### [Aim 1]
Pull out every line of the records that contains the string "running", matching case exactly.

### [Supplied passage]
· · · · ·
From 66594db75b45dc0800fe7ef82839d8efaa4cf5ab Mon Sep 17 00:00:00 2001
From: b <b@7dec801f-c475-4e67-ba99-809552d69c55>
Date: Wed, 16 Dec 2015 20:54:14 +0000
Subject: [PATCH] readheaderfile() moved to proxy library. can process all 3
 types of facebook pages now.

git-svn-id: svn://botcastle1b/yplom/facebug1@8 7dec801f-c475-4e67-ba99-809552d69c55
---
 bot.1.pl | 262 ++++++++++++++++++++++++++++++++-----------------------
 1 file changed, 155 insertions(+), 107 deletions(-)
· · · · ·
### [Raw data]
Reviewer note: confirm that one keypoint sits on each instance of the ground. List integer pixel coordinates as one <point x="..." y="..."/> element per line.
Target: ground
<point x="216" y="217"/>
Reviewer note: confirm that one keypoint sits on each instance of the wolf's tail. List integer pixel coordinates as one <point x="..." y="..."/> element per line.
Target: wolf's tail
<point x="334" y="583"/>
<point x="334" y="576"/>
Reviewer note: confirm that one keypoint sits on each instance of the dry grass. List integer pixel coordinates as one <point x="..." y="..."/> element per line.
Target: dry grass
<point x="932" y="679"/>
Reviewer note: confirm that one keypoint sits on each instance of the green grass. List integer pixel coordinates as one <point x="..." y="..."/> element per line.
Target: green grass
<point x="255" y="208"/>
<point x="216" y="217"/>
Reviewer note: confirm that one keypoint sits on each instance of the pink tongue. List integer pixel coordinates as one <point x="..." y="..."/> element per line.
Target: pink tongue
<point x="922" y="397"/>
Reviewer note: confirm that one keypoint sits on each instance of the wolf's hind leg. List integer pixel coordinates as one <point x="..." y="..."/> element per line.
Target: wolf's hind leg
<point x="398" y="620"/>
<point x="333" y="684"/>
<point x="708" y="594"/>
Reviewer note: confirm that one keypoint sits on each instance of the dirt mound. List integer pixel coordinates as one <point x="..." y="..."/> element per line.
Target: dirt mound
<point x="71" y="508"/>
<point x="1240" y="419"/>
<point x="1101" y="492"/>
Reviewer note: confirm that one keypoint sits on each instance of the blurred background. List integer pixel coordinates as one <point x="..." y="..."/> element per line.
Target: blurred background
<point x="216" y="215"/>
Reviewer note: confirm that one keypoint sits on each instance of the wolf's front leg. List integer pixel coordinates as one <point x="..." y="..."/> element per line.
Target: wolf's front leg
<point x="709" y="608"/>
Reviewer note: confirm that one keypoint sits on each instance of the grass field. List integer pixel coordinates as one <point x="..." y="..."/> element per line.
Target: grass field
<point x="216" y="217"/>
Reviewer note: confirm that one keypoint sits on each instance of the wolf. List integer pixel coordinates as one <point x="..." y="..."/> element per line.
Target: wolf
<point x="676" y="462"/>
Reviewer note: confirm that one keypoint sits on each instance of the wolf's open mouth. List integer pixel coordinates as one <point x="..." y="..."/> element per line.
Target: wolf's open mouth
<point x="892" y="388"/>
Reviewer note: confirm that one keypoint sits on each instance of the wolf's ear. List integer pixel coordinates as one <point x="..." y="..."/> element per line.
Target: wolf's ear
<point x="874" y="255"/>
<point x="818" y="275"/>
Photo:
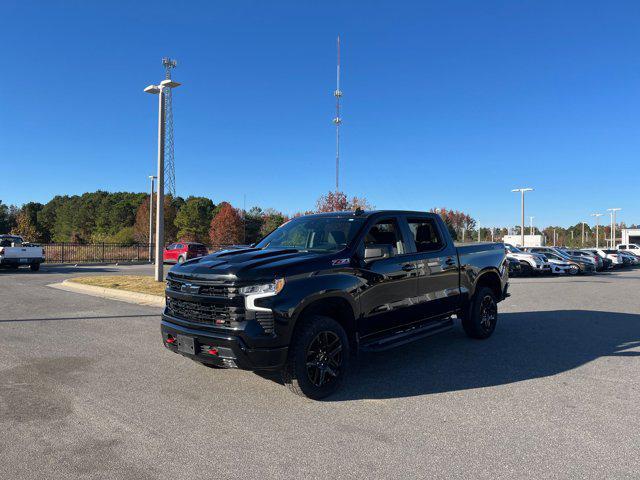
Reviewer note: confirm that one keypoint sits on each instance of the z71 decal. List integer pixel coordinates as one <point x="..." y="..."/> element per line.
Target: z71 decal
<point x="340" y="261"/>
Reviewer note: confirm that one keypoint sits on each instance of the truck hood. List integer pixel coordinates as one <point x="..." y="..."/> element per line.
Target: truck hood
<point x="247" y="265"/>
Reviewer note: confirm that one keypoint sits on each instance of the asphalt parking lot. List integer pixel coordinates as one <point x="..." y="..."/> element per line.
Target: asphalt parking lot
<point x="88" y="391"/>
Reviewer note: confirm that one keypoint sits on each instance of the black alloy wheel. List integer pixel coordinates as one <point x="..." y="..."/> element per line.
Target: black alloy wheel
<point x="488" y="313"/>
<point x="318" y="358"/>
<point x="324" y="358"/>
<point x="480" y="319"/>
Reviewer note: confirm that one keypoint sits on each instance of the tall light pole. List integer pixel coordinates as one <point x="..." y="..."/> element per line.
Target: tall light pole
<point x="152" y="178"/>
<point x="522" y="190"/>
<point x="159" y="90"/>
<point x="613" y="225"/>
<point x="597" y="215"/>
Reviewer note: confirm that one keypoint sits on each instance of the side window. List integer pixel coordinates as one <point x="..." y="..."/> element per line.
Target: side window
<point x="385" y="232"/>
<point x="425" y="234"/>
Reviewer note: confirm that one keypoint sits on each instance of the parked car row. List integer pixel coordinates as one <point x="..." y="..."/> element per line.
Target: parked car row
<point x="560" y="260"/>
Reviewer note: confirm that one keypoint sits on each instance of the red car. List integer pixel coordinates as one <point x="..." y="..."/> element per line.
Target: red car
<point x="182" y="251"/>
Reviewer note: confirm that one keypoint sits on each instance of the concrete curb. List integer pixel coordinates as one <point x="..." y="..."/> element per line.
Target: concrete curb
<point x="111" y="293"/>
<point x="93" y="264"/>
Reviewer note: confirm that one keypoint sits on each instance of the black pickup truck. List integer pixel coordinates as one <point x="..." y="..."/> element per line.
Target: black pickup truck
<point x="322" y="287"/>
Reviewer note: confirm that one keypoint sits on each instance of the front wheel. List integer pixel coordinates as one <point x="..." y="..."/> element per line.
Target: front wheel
<point x="318" y="359"/>
<point x="482" y="316"/>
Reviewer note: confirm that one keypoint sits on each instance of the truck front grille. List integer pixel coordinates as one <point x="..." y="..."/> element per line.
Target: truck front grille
<point x="209" y="314"/>
<point x="201" y="289"/>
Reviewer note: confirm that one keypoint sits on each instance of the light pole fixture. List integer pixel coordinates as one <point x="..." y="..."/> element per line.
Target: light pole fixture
<point x="152" y="178"/>
<point x="522" y="190"/>
<point x="613" y="225"/>
<point x="159" y="90"/>
<point x="597" y="215"/>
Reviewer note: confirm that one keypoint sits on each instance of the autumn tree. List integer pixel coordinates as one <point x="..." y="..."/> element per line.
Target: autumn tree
<point x="338" y="202"/>
<point x="226" y="227"/>
<point x="141" y="224"/>
<point x="271" y="220"/>
<point x="194" y="218"/>
<point x="27" y="223"/>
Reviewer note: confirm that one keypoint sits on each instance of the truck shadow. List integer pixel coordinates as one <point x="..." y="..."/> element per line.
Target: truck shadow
<point x="525" y="346"/>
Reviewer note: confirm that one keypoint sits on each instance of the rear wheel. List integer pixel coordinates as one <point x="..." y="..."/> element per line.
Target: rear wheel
<point x="482" y="316"/>
<point x="318" y="359"/>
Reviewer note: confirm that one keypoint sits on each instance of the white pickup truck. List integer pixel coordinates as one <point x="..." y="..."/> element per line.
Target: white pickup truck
<point x="15" y="252"/>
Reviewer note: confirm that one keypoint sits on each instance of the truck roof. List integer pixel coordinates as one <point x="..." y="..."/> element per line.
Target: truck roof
<point x="367" y="213"/>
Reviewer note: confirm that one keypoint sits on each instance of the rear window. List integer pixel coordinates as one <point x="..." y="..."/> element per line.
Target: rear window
<point x="425" y="234"/>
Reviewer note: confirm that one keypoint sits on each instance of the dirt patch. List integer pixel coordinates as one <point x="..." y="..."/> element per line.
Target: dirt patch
<point x="129" y="283"/>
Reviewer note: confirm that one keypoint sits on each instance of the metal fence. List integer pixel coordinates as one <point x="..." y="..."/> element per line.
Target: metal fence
<point x="95" y="252"/>
<point x="102" y="252"/>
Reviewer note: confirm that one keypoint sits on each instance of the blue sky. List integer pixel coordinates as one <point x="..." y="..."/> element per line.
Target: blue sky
<point x="445" y="103"/>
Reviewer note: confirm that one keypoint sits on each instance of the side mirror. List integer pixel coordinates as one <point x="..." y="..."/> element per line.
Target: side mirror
<point x="377" y="252"/>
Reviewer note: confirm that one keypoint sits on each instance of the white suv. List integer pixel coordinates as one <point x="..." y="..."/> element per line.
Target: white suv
<point x="531" y="262"/>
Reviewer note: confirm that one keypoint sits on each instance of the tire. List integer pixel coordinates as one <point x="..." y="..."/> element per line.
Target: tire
<point x="318" y="358"/>
<point x="474" y="322"/>
<point x="527" y="270"/>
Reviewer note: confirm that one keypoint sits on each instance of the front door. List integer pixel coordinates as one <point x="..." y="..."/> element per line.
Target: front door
<point x="391" y="284"/>
<point x="438" y="269"/>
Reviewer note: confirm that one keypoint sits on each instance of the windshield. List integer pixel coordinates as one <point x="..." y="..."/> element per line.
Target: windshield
<point x="318" y="234"/>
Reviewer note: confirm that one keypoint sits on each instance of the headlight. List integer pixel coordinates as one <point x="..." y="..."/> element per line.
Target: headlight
<point x="274" y="288"/>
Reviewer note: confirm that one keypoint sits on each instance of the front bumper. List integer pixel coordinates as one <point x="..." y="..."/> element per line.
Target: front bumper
<point x="231" y="350"/>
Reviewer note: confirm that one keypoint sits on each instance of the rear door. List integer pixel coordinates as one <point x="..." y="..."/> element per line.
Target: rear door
<point x="438" y="268"/>
<point x="390" y="287"/>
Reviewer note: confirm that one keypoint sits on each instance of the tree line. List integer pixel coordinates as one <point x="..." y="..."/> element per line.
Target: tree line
<point x="123" y="217"/>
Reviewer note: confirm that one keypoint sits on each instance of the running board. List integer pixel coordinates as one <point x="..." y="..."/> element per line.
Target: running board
<point x="407" y="336"/>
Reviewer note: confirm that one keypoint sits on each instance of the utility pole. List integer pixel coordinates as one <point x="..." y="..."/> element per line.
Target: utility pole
<point x="597" y="215"/>
<point x="152" y="178"/>
<point x="522" y="191"/>
<point x="159" y="90"/>
<point x="170" y="169"/>
<point x="337" y="120"/>
<point x="613" y="225"/>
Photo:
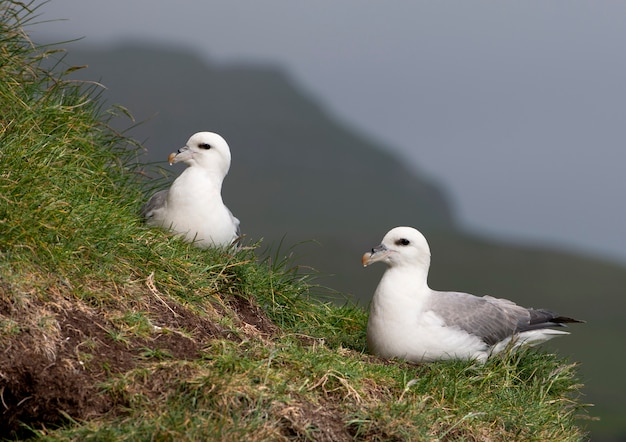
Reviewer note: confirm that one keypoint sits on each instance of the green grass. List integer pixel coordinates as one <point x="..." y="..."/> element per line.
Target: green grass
<point x="113" y="331"/>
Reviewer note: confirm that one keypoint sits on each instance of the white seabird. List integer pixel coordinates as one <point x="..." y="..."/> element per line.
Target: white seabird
<point x="411" y="321"/>
<point x="192" y="207"/>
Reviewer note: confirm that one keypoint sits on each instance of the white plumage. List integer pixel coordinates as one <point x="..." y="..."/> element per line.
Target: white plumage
<point x="411" y="321"/>
<point x="192" y="207"/>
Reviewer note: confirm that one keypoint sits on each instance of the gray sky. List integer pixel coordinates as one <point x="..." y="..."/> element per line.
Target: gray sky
<point x="518" y="108"/>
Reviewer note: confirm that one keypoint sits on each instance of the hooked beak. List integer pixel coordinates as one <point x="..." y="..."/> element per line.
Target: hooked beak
<point x="182" y="154"/>
<point x="378" y="253"/>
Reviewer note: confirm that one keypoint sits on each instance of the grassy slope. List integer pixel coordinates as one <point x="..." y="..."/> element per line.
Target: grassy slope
<point x="110" y="330"/>
<point x="267" y="119"/>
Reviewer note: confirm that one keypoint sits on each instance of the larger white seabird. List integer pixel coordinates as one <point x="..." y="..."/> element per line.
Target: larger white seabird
<point x="192" y="207"/>
<point x="411" y="321"/>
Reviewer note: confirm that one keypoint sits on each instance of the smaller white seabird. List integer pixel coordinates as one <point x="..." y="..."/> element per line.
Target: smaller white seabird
<point x="411" y="321"/>
<point x="192" y="207"/>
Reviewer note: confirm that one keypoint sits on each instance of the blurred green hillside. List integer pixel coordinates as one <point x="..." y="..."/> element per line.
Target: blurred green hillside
<point x="298" y="174"/>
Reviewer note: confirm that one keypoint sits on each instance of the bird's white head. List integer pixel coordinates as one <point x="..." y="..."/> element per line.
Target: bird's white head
<point x="205" y="149"/>
<point x="401" y="246"/>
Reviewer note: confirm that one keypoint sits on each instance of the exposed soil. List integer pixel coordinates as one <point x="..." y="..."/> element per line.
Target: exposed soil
<point x="51" y="366"/>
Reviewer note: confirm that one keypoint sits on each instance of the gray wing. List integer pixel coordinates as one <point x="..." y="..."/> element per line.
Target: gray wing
<point x="157" y="202"/>
<point x="489" y="318"/>
<point x="237" y="223"/>
<point x="492" y="319"/>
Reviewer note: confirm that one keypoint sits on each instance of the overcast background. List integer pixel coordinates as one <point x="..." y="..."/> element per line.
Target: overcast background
<point x="517" y="108"/>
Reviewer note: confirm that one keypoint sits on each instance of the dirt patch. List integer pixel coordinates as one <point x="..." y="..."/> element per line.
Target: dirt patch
<point x="250" y="313"/>
<point x="58" y="352"/>
<point x="302" y="420"/>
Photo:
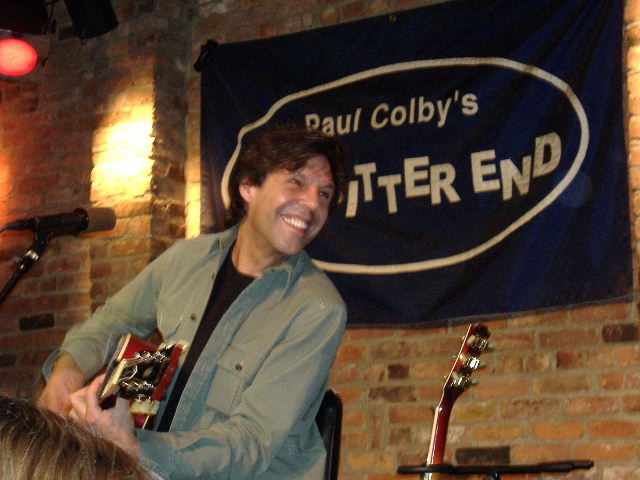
· · · · ·
### [Aim 2]
Retype the patch header above in full, reproducing every character and line break precisely.

### [Task answer 1]
Reviewer note: confirm that one keypoint sits on each instance of the running board. List integer pixel coordinates as one <point x="..." y="..."/> element per line.
Target: running board

### [Task answer 2]
From 66594db75b45dc0800fe7ef82839d8efaa4cf5ab Mon Sep 17 00:00:00 2001
From: b <b@7dec801f-c475-4e67-ba99-809552d69c55>
Date: Wed, 16 Dec 2015 20:54:14 +0000
Subject: [PATCH] readheaderfile() moved to proxy library. can process all 3
 types of facebook pages now.

git-svn-id: svn://botcastle1b/yplom/facebug1@8 7dec801f-c475-4e67-ba99-809552d69c55
---
 bot.1.pl | 262 ++++++++++++++++++++++++++++++++-----------------------
 1 file changed, 155 insertions(+), 107 deletions(-)